## Excerpted text

----

In part, it’s a social shorthand, a code for our place in society. When I say, “I’m a writer who moonlights as a web marketer,” I’m saying: “I’m a self-identified artistic person who works with technology as a way to supplement my income—oh, and you can likely guess that because I work in a non-essential field with a computer, you can assume that I have at least a few pennies to rub together, I’m educated, and this is probably a path I chose rather than one that was forced on me.”

Whether or not the conclusions you then draw about me based on your own experience and identity are correct is a different issue.

Self-applied taglines like this are useful, of course, but when I do it often, what I choose to publicly emphasize can begin to be reflected in my own internal hierarchy of identity. What should be a core identity, a hub around which my personal constellation of self rotates, instead becomes a gravitational identity, without which none of my secondary identifying articles can be sustained. And if that personal star of self categorization changes or, worse, implodes, I’m left with nothing but a collection of unrelated, rudderless characteristics with no basis and no direction.

----

## Provided information
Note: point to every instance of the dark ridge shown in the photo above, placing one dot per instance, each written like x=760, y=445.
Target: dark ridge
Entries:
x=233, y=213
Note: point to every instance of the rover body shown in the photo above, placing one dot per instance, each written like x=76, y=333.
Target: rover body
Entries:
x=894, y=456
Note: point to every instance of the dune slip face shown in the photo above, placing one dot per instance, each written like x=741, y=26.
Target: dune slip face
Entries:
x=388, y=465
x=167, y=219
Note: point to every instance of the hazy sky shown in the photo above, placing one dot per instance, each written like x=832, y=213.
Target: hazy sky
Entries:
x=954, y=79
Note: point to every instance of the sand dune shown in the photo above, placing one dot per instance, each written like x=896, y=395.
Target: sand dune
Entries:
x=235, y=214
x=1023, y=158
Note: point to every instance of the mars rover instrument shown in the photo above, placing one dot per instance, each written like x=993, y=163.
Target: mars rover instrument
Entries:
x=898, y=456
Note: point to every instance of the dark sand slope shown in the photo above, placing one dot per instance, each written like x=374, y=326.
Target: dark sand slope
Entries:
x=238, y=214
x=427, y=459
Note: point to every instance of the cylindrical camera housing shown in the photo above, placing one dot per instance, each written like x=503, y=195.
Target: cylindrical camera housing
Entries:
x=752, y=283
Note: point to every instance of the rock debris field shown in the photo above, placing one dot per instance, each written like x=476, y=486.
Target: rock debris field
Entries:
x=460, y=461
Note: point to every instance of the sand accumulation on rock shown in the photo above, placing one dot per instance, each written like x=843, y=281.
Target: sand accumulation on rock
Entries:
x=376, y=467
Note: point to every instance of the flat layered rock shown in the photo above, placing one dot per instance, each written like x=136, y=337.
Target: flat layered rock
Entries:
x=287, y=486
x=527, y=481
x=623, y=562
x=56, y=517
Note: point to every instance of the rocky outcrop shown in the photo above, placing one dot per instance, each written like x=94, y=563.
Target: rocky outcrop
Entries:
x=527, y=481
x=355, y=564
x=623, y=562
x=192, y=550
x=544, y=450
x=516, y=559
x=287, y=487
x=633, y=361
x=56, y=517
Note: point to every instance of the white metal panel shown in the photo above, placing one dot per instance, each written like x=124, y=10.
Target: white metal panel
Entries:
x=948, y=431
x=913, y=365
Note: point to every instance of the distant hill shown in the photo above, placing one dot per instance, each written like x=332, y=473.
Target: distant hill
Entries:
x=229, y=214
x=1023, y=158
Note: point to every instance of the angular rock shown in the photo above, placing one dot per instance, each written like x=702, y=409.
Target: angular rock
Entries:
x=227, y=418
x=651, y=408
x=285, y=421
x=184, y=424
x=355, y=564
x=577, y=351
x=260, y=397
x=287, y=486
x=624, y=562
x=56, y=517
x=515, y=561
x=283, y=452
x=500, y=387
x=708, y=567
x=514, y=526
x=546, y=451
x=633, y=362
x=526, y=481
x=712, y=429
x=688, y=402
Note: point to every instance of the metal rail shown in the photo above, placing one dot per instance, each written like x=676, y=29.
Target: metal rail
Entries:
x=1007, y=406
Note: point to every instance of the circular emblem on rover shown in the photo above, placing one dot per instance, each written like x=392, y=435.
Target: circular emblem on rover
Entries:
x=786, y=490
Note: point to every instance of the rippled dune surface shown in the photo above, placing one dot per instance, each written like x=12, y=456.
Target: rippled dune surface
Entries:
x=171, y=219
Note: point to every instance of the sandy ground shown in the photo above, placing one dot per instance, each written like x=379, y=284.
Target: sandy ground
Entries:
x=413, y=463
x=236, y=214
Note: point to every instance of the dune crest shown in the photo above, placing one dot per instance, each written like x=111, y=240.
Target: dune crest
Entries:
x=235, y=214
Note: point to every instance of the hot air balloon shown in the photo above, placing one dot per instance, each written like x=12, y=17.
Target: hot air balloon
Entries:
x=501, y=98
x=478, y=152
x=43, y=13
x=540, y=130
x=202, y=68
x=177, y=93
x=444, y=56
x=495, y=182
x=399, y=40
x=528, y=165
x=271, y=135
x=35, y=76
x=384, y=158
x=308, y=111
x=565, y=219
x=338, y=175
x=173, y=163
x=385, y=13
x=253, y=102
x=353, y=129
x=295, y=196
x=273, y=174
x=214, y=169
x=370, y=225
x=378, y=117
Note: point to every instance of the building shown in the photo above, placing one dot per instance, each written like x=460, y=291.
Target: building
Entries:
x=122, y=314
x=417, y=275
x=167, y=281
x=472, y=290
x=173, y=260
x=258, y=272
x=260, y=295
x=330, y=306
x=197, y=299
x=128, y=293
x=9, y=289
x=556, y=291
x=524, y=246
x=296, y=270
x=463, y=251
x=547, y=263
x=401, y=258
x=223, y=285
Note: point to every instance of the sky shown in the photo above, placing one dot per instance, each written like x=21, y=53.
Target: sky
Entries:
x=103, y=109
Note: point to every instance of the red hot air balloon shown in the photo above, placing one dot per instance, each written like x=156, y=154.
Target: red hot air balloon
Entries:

----

## Exercise requirements
#1 Using the text on identity taglines, explain in one to three sentences why the writer sees a risk in applying a tagline like this to oneself often.
#2 Reproduce the stretch of the text on identity taglines from "Whether or not" through "and no direction.".

## Answer list
#1 When the writer applies a tagline often, what they choose to emphasize publicly can start to shape their own internal hierarchy of identity. A core identity can then become a gravitational identity that holds up all their secondary traits. If that identity changes or implodes, the writer is left with only a collection of unrelated, rudderless characteristics with no basis and no direction.

#2
Whether or not the conclusions you then draw about me based on your own experience and identity are correct is a different issue.

Self-applied taglines like this are useful, of course, but when I do it often, what I choose to publicly emphasize can begin to be reflected in my own internal hierarchy of identity. What should be a core identity, a hub around which my personal constellation of self rotates, instead becomes a gravitational identity, without which none of my secondary identifying articles can be sustained. And if that personal star of self categorization changes or, worse, implodes, I’m left with nothing but a collection of unrelated, rudderless characteristics with no basis and no direction.